• **Problems to work on**
a: Decide whether each statement below agrees with the article about lizard people. Answer yes or no for each, quoting the exact words of the text that decide it.
(i) Zuckerberg described the question about being a lizard as "very silly."
(ii) John Key said he had consulted only a doctor about whether he was a reptile.
(iii) Shape-shifting reptilian aliens got their first big break on U.S. network TV in a CBS miniseries.
b: Render as a numbered list the part of the records that opens with the line containing "The component shall indicate one point per instance of the tall" and closes with the line containing "x=641 y=586". Omit blank lines.

• **Selection**
◆ ◆ ◆ ◆ ◆

Mark Zuckerberg would like you to know he is not a shape-shifting lizard person bent on world domination.
“Mark, are the allegations true that you’re secretly a lizard?” Zuckerberg read aloud. “I’m gonna have to go with ‘no’ on that.”
He added: “I am not a lizard.” The Facebook founder paused to lick his lips.
Zuckerberg called it a “very silly” question and moved on to less silly things, such as techno-telepathic thought sharing. It may be a frivolous thing when a celebrity is asked to publicly deny a secret slithery lineage, but the scenario is not without precedent. In 2011, for instance, former defense secretary Donald Rumsfeld repeatedly refused to acknowledge comedian Louis C.K. on a radio show, as he pestered Rumsfeld about being a “flesh-eating” lizard alien. Three years later, New Zealand’s prime minister, John Key, was forced to tackle the scenario head-on after an Auckland citizen filed an official Information Act request.
“To the best of my knowledge, no. Having been asked that question directly, I’ve taken the unusual step of not only seeing a doctor but a vet, and both have confirmed I’m not a reptile,” Key said, according to New Zealand’s Newshub. “So I’m certainly not a reptile. I’ve never been in a spaceship, never been in outer space, and my tongue’s not overly long either.”
Before it became a waggish pastime to ask prominent figures whether they are lizard people in human skin, humanoid reptilians remained firmly in the domain of science fiction and fantasy. Kull the Conqueror fought serpent-headed men in a 1929 short story by American author Robert E. Howard (of Conan the Barbarian fame). Snarling reptilian humanoids had bit parts in “Star Wars,” “Star Trek,” “Doctor Who” and other sci-fi staples. In 1983 when shape-shifting reptilian aliens got their first big break in U.S. network TV, it was via earthly invasion in the NBC miniseries “V.”

◆ ◆ ◆ ◆ ◆

• **Data for this task**
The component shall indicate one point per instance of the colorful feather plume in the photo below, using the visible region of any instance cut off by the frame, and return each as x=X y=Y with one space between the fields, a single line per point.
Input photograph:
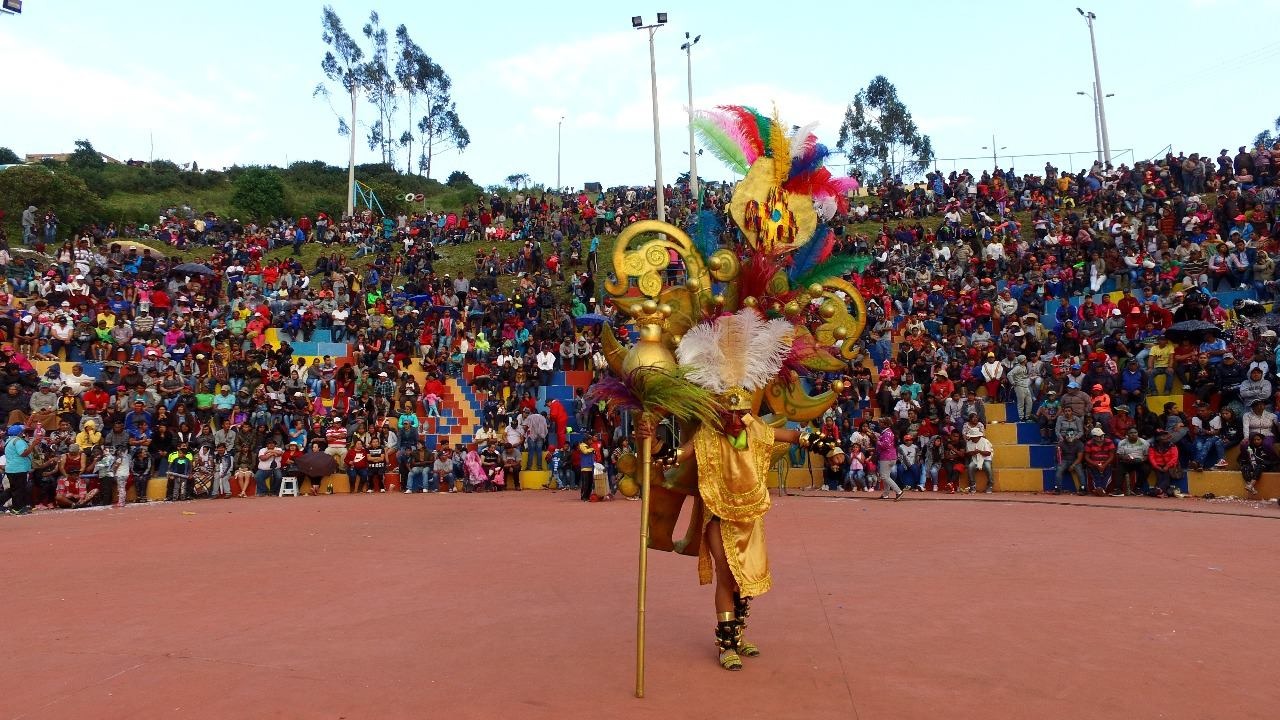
x=816 y=183
x=812 y=253
x=780 y=149
x=766 y=128
x=833 y=267
x=654 y=390
x=804 y=347
x=721 y=144
x=809 y=162
x=705 y=233
x=758 y=268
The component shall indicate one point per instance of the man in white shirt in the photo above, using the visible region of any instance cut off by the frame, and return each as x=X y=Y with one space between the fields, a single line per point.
x=545 y=365
x=339 y=323
x=979 y=451
x=77 y=379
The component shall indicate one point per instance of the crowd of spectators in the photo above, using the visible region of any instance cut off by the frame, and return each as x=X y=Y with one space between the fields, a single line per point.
x=191 y=388
x=956 y=291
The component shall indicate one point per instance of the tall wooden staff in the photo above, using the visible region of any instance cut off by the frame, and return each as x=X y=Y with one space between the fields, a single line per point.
x=641 y=586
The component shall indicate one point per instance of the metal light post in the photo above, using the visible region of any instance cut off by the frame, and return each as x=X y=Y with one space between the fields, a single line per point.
x=647 y=443
x=693 y=156
x=995 y=162
x=638 y=22
x=1097 y=124
x=1097 y=87
x=558 y=186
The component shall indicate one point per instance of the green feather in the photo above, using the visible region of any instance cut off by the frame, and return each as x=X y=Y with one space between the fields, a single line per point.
x=835 y=267
x=763 y=124
x=668 y=391
x=721 y=145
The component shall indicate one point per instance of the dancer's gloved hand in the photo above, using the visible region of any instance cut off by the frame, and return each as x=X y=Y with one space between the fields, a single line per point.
x=818 y=443
x=667 y=456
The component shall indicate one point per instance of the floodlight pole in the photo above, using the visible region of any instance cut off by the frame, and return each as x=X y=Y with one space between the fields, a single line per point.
x=693 y=156
x=657 y=136
x=1097 y=87
x=557 y=151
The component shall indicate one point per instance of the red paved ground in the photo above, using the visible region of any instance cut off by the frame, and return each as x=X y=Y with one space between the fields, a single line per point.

◆ ◆ ◆ ◆ ◆

• **Solution set**
a:
(i) Yes: "Zuckerberg called it a “very silly” question"
(ii) No: "I’ve taken the unusual step of not only seeing a doctor but a vet"
(iii) No: "it was via earthly invasion in the NBC miniseries “V.”"

b:
1. The component shall indicate one point per instance of the tall wooden staff in the photo above, using the visible region of any instance cut off by the frame, and return each as x=X y=Y with one space between the fields, a single line per point.
2. x=641 y=586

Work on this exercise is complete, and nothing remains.